■ SOAL SINGKAT A: Sajikan seluruh baris data di bawah ini sebagai CSV dua kolom bernama permintaan dan jawaban, satu baris CSV untuk setiap baris data. Apit setiap isian dengan tanda kutip dan ganti setiap pergantian baris di dalamnya dengan spasi.
■ SOAL SINGKAT B: Lanjutkan teks tentang produk emulsi skin lotion berbahan baku VCO di bawah ini, dimulai setelah kalimat terakhirnya.

■ BAGIAN TEKS:
Produk Emulsi Skin Lotion Berbahan Baku VCO

A.  PRODUK
Emulsi adalah  jenis sistem penghantar yang paling banyak digunakan dalam berbagai produk kosmetik. Pada produk kosmetik, jenis emulsi yang digunakan biasanya berupa bahan semipadat yang memiliki fase air (hidrofilik) dan fase minyak (hidrofobik). Kedua fase ini membentuk fase internal dan eksternal pada emulsi. Fase internal terdiri dari bahan-bahan yang membentuk sebaran butiran teremulsifikasi, sedangkan fase eksternal terbentuk dari sisa-sisa fase internal.
Partikel yang membentuk fase internal memiliki ukuran yang berbeda-beda (polidisperse). Ukuran rata-rata diameter partikel digunakan lebih kecil untuk mengklarifikasi emulsi. (US Patent Pub Np 2004/0076598 AI)
Saat ini telah banyak ditemui berbagai macam produk perawatan diantaranya krim dan lotion kulit (skin cream dan skin lotion). Beberapa orang tertarik menggunakannya untuk mencegah agar kulit tidak kering dan tetap segar.

■ DATA MASUKAN:

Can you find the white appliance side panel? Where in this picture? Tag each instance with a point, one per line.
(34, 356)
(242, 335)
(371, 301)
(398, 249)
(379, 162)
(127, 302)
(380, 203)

■ HASIL LATIHAN A:
permintaan,jawaban
"Can you find the white appliance side panel? Where in this picture? Tag each instance with a point, one per line.","(34, 356) (242, 335) (371, 301) (398, 249) (379, 162) (127, 302) (380, 203)"

■ HASIL LATIHAN B:
Lotion merupakan salah satu entuk emulsi yang didefinisikan sebagai campuran dari dua fase yang tidak dapat bercampur, distabilkan dengan emulsifier, dan jika ditempatkan pada suhu ruang berbentuk cairan yang dapat dituang. Proses pembuatan lotion adalah dengan mencampurkan bahan-bahan yang larut dalam fase air dan bahan-bahan yang larut dalam fase minyak, dengan cara pemanasan dan pengadukan (Schmitt, 1966). Keithler (1956) menambahkan bahwa pada kebanyakan pembuatan kosmetik, dua fase yang satu dituangkan ke fase yang lainnya dan dipanaskan pada temperatur yang sama dengan pengadukan. Pengadukan terus dilakukan sampai emulsi dapat didinginkan pada suhu kamar.
Fungsi utama lotion untuk perawatan kulit adalah sebagai pelembut (emolien). Hasil akhirnya yang diperoleh tergantung dari daya campur bahan baku dengan bahan lainnya untuk mendapatkan kelembaban, kelembutan, dan perlindungan kulit dari kekeringan.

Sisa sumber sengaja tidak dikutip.